"""
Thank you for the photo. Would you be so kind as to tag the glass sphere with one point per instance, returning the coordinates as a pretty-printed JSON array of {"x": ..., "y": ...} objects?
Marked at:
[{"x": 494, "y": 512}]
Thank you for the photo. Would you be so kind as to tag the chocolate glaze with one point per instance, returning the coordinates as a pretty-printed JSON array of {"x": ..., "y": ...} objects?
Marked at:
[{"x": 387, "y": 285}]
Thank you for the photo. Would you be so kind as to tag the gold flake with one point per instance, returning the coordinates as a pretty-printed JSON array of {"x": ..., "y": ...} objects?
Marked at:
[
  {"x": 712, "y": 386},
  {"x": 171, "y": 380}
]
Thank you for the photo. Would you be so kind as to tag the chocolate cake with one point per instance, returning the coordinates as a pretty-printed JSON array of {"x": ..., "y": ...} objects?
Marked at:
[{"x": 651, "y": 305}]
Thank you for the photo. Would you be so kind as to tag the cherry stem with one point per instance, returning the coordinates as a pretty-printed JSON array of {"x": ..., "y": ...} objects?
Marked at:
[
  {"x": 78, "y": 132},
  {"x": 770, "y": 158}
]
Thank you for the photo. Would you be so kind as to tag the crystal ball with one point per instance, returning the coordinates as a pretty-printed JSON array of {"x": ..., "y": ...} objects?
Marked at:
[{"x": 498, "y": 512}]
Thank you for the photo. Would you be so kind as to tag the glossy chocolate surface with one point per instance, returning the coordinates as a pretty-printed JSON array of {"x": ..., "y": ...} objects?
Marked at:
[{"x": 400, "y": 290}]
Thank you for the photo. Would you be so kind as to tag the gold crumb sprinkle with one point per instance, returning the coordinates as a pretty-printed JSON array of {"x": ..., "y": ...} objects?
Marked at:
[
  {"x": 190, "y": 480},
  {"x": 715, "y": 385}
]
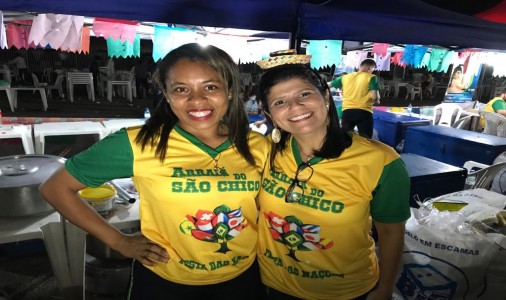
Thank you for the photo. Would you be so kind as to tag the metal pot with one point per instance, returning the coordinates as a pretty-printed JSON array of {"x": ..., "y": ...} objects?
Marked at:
[{"x": 20, "y": 177}]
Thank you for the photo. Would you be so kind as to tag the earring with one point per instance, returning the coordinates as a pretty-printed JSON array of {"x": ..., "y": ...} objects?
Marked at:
[{"x": 276, "y": 135}]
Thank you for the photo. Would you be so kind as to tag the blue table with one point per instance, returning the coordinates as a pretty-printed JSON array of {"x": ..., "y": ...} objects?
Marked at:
[
  {"x": 391, "y": 127},
  {"x": 430, "y": 178}
]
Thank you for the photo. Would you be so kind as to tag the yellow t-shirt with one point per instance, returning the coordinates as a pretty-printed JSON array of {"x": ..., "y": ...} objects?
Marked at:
[
  {"x": 320, "y": 248},
  {"x": 357, "y": 88}
]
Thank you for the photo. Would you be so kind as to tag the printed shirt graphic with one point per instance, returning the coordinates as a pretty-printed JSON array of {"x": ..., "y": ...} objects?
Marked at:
[
  {"x": 204, "y": 217},
  {"x": 320, "y": 248}
]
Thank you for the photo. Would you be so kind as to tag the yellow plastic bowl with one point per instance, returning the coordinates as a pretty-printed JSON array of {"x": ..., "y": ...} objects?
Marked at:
[{"x": 100, "y": 198}]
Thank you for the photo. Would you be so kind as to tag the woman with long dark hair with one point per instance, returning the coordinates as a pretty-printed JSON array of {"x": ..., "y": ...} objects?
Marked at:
[
  {"x": 197, "y": 169},
  {"x": 321, "y": 192}
]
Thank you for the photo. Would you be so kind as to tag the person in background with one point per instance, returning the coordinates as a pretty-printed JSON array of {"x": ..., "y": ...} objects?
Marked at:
[
  {"x": 457, "y": 84},
  {"x": 251, "y": 104},
  {"x": 495, "y": 105},
  {"x": 322, "y": 189},
  {"x": 197, "y": 169},
  {"x": 360, "y": 90},
  {"x": 141, "y": 77},
  {"x": 22, "y": 69},
  {"x": 427, "y": 85}
]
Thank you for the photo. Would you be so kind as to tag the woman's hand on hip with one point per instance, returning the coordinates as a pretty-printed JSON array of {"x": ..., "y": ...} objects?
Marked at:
"""
→ **Aim of the task**:
Nothing in the entries should change as you copy them, except that the pictures are left out.

→ **Response**:
Thank you for the photo. Would you be so kind as to tag the glass sphere with one point per instance, returning the coordinates as a pretty-printed JSON array of {"x": ..., "y": ...} objects?
Marked at:
[{"x": 494, "y": 512}]
Thank you for the photo. Would you be so kind as to tag the chocolate glaze with one point per instance, returning the coordinates as a pretty-printed JSON array of {"x": ..., "y": ...} objects?
Marked at:
[{"x": 387, "y": 285}]
Thank you for the photo. Would you be so kind as to tag the gold flake with one point per instance, returning the coordinates as a pretty-printed JSON array of {"x": ..., "y": ...} objects?
Marked at:
[
  {"x": 712, "y": 386},
  {"x": 171, "y": 380}
]
Thank you for the photo. Would you be so kind as to tag the chocolate cake with one point per instance, returning the coordinates as a pretty-printed JSON array of {"x": ..., "y": ...} objects?
Marked at:
[{"x": 651, "y": 305}]
Thank you for the photo. Would you be so kind as to tag the cherry stem with one point per instance, returning the coordinates as a pretty-printed JSON array of {"x": ..., "y": ...} objects?
Marked at:
[
  {"x": 78, "y": 132},
  {"x": 770, "y": 158}
]
Thank you for the photo. Would you be so kind as to tag the crystal ball with one point per instance, returning the coordinates as a pretty-printed JSON array of {"x": ..., "y": ...} objects?
Marked at:
[{"x": 498, "y": 512}]
Thank you for the photo. Would you be so kind as to tag the glossy chocolate surface with one point per instance, returning the coordinates as a pretty-printed JSON array of {"x": ..., "y": ...} objects?
Marked at:
[{"x": 400, "y": 290}]
Thank you for the photo. Would you be so kind as to tag the gold crumb sprinkle with one point per instance, returning the coordinates as a pretty-printed JSON array of {"x": ..., "y": ...} objects?
Marked at:
[
  {"x": 190, "y": 480},
  {"x": 715, "y": 385}
]
Thank you for the photo. Would you be so kind as to tag the metal pot with one point per instance, returning the coordinates as a pretty-printed JSON array of {"x": ..., "y": ...} objects?
Marked at:
[{"x": 20, "y": 177}]
Thank you for the photo. Would you be so kind as to tag the earring with one point per instance, returning the coordinates as a pretty-printed JSON array of {"x": ..., "y": ...} objects?
Marked at:
[{"x": 276, "y": 135}]
Thank you for the photo. Would you be so kind as to tag the blue table with one point per instance, returning the coordinates as a pretty-printed JSON array of {"x": ..., "y": ...} objects?
Marked at:
[
  {"x": 391, "y": 127},
  {"x": 430, "y": 178}
]
Thank you for the photo. Would you be so kind as to tag the yellow t-shirt with one point per instance, returning the coordinates as a pretty-printed JSON array of {"x": ..., "y": ...} objects?
Marked at:
[
  {"x": 320, "y": 248},
  {"x": 357, "y": 88}
]
Thank you for the photo. Would you be so kind as to tag the printed shirt graphic with one point per instance, returning the coordinates as a pretty-printed JSON array of {"x": ..., "y": ...} objects?
Marked at:
[
  {"x": 204, "y": 217},
  {"x": 320, "y": 248}
]
Thank you for the photo. Would you be so kind as to tag the yellow plastic bowl with one point per instance, returning the coordinates as a pretty-printed JSON array of {"x": ..., "y": ...} objects?
Marked at:
[{"x": 100, "y": 198}]
Thank you for the photo. Would you be so kind as to tag the woman with long dark hair with one point per instance, returning the coordinates as a pretty-printed JSON array of {"x": ..., "y": ...} objects?
Marked at:
[
  {"x": 197, "y": 169},
  {"x": 321, "y": 192}
]
Thank you for the photo. Would you be so kind as to tag the person in background with one point per instance, returning the coordinates as a pretty-printed JSON array of {"x": ..., "y": ...} objects?
Marked at:
[
  {"x": 457, "y": 84},
  {"x": 251, "y": 104},
  {"x": 495, "y": 105},
  {"x": 322, "y": 189},
  {"x": 197, "y": 169},
  {"x": 360, "y": 90},
  {"x": 141, "y": 77},
  {"x": 22, "y": 69},
  {"x": 427, "y": 85}
]
Thank you for the photo. Would you be so kind as to tag the woman's hand on hip with one point per instance, returning the coordinates as a pretty-printed JSON array of {"x": ..., "y": ...} objects?
Marked at:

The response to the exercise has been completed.